▶ _Exercise instructions_: Which lines of the material below contain the word "white"? Pull out each of those lines in full.

▶ _The input_:
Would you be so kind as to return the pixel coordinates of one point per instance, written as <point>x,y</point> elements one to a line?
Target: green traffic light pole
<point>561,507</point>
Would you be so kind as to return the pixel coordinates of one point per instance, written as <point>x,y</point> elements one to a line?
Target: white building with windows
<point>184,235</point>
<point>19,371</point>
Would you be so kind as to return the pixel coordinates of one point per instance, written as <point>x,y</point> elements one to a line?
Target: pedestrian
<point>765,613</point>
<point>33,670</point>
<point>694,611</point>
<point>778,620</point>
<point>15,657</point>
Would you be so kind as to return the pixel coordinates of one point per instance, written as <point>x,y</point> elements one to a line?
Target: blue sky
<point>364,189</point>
* * *
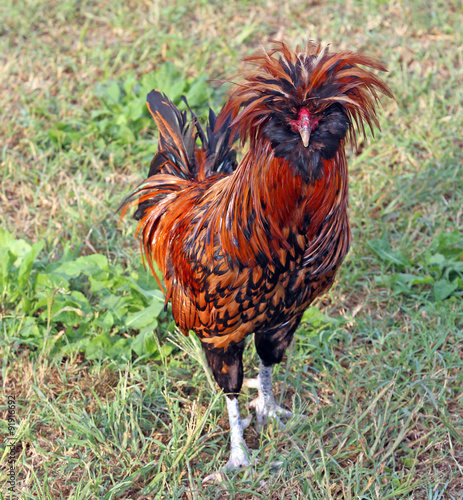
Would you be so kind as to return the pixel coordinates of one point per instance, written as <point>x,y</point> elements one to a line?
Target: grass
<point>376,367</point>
--
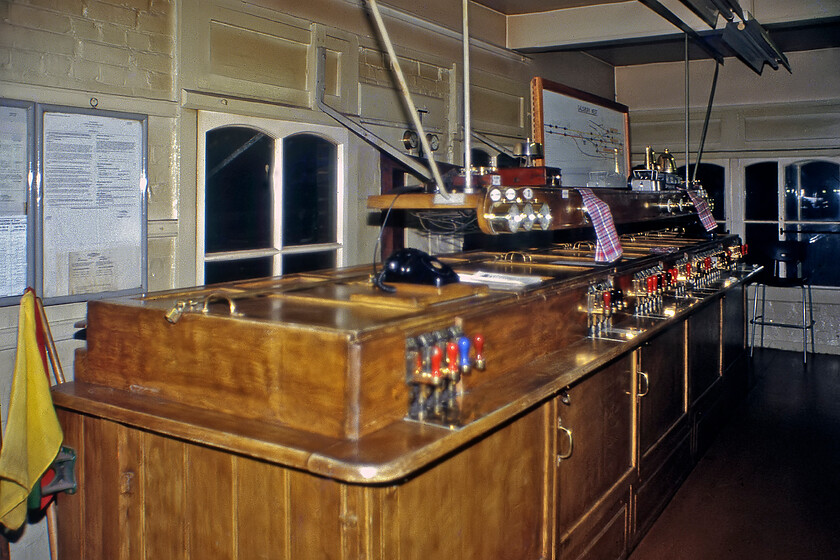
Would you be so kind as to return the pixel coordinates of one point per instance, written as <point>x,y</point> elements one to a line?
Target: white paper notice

▶ _Problem solution_:
Target: white building with windows
Target: white paper notice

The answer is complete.